--- WORK REQUIRED ---
Render the records below as a Markdown table with two columns, Row and Line, giving each line its own numbered row. Skip blank lines and leave out the pictures.

--- DATA FOR THIS TASK ---
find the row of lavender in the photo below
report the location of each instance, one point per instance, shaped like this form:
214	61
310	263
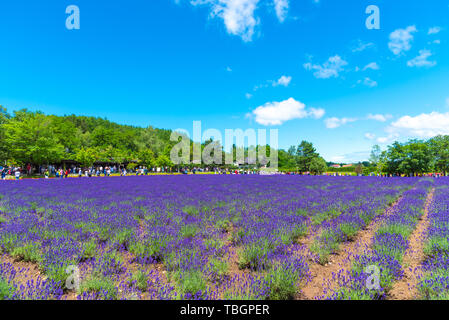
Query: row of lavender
373	273
434	283
189	226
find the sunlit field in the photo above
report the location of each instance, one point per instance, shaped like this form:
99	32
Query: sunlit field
224	237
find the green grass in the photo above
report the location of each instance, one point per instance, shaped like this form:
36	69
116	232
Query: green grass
428	288
282	282
29	252
188	231
97	283
140	279
186	282
325	245
6	290
219	267
435	246
404	230
89	249
349	230
253	256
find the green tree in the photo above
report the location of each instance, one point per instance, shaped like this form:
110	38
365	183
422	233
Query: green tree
305	154
439	147
31	138
146	158
318	165
4	117
86	157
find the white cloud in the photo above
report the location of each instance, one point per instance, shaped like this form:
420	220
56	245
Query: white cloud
368	82
281	7
238	15
370	136
316	113
282	81
276	113
332	123
331	68
425	125
400	40
372	66
388	138
421	60
434	30
362	46
379	117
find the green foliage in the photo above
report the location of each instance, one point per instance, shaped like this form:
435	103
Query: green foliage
189	282
349	230
89	249
29	252
396	228
430	287
188	231
99	283
86	156
140	280
219	267
6	290
436	245
283	283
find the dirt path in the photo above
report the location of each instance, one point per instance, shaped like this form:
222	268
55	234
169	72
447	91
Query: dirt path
406	288
321	280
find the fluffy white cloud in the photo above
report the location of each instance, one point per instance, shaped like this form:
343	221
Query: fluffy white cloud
331	68
388	139
379	117
332	123
425	125
370	136
316	113
368	82
421	60
276	113
434	30
372	66
362	46
281	7
400	40
282	81
238	15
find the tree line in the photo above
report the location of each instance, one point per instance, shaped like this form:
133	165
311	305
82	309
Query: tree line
40	139
413	157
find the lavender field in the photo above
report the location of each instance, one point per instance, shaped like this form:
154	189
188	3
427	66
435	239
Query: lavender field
224	237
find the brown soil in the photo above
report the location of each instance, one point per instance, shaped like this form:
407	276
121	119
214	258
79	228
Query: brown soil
406	288
321	279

--- TASK ANSWER ---
| Row | Line |
|---|---|
| 1 | find the row of lavender in the photo below |
| 2 | report the location of each instance, one point per instance, shaped like this form: |
| 3 | 214	61 |
| 4 | 310	263 |
| 5 | Query: row of lavender |
| 6 | 373	273 |
| 7 | 434	283 |
| 8 | 189	226 |
| 9 | find the sunlit field in the photo above |
| 10 | report the location of each instance, one point per instance, shaped like this form: |
| 11 | 99	32 |
| 12 | Query: sunlit field |
| 13 | 224	237 |
| 14 | find the green grass in the photo above |
| 15 | report the location of each instance, one point per instance, shaped like this form: |
| 16 | 36	69 |
| 17 | 116	232 |
| 18 | Query: green grass |
| 19 | 428	288 |
| 20 | 282	282 |
| 21 | 29	252 |
| 22 | 188	231 |
| 23 | 97	283 |
| 24 | 140	279 |
| 25 | 186	282 |
| 26 | 325	245 |
| 27 | 6	290 |
| 28 | 219	267 |
| 29 | 435	246 |
| 30 | 404	230 |
| 31 | 89	249 |
| 32 | 349	230 |
| 33 | 253	256 |
| 34 | find the green tree in the photo above |
| 35 | report the location of each instance, one point per instance, shaped like this form: |
| 36 | 110	38 |
| 37 | 365	183 |
| 38 | 422	233 |
| 39 | Query: green tree |
| 40 | 305	154 |
| 41 | 439	147 |
| 42 | 31	138 |
| 43 | 146	158 |
| 44 | 318	165 |
| 45 | 4	117 |
| 46 | 86	157 |
| 47 | find the white cloud in the photo above |
| 48 | report the location of each instance, one point per instance, shaped like this form: |
| 49 | 420	220 |
| 50 | 56	245 |
| 51 | Query: white cloud |
| 52 | 368	82 |
| 53 | 281	7 |
| 54 | 238	15 |
| 55 | 370	136 |
| 56 | 316	113 |
| 57 | 282	81 |
| 58 | 276	113 |
| 59 | 332	123 |
| 60 | 331	68 |
| 61 | 425	125 |
| 62 | 400	40 |
| 63 | 372	66 |
| 64 | 388	138 |
| 65 | 421	60 |
| 66 | 434	30 |
| 67 | 362	46 |
| 68 | 379	117 |
| 69 | find the green foliage in the photo above |
| 70 | report the location of each instance, one point per instance, shaped like this form: |
| 71 | 435	103 |
| 72 | Query: green foliage |
| 73 | 189	282 |
| 74 | 349	230 |
| 75 | 89	249 |
| 76 | 29	252 |
| 77 | 396	228 |
| 78 | 430	287 |
| 79 | 188	231 |
| 80 | 99	283 |
| 81 | 86	156 |
| 82 | 140	280 |
| 83 | 219	267 |
| 84 | 6	290 |
| 85 | 436	245 |
| 86 | 283	283 |
| 87 | find the dirt path in the photo above |
| 88 | report the location of each instance, one point per instance, shaped like this form: |
| 89 | 222	268 |
| 90 | 55	234 |
| 91 | 169	72 |
| 92 | 447	91 |
| 93 | Query: dirt path |
| 94 | 406	288 |
| 95 | 321	280 |
| 96 | find the fluffy white cloud in the photo above |
| 97 | report the location of each instance, one point per instance, shaped like this form: |
| 98 | 343	221 |
| 99 | Query: fluffy white cloud |
| 100 | 331	68 |
| 101 | 388	139 |
| 102 | 379	117 |
| 103 | 332	123 |
| 104 | 425	125 |
| 105 | 370	136 |
| 106 | 316	113 |
| 107 | 368	82 |
| 108 | 421	60 |
| 109 | 276	113 |
| 110 | 434	30 |
| 111 | 372	66 |
| 112 | 362	46 |
| 113 | 281	7 |
| 114 | 400	40 |
| 115 | 282	81 |
| 116 | 238	15 |
| 117 | find the tree line in the photo above |
| 118 | report the location of each instance, one point per instance, shaped like this form: |
| 119 | 133	165 |
| 120 | 311	305 |
| 121 | 82	309 |
| 122 | Query: tree line |
| 123 | 40	139 |
| 124 | 413	157 |
| 125 | find the lavender field in the photo above |
| 126 | report the location of each instance, one point per instance, shaped like this form: |
| 127 | 154	189 |
| 128 | 188	3 |
| 129 | 427	66 |
| 130 | 435	239 |
| 131 | Query: lavender field |
| 132 | 224	237 |
| 133 | find the brown soil in the photo above |
| 134 | report the location of each instance, one point per instance, shaped like this form: |
| 135 | 407	276 |
| 136 | 121	119 |
| 137 | 214	258 |
| 138 | 79	228 |
| 139 | Query: brown soil |
| 140 | 406	288 |
| 141 | 321	279 |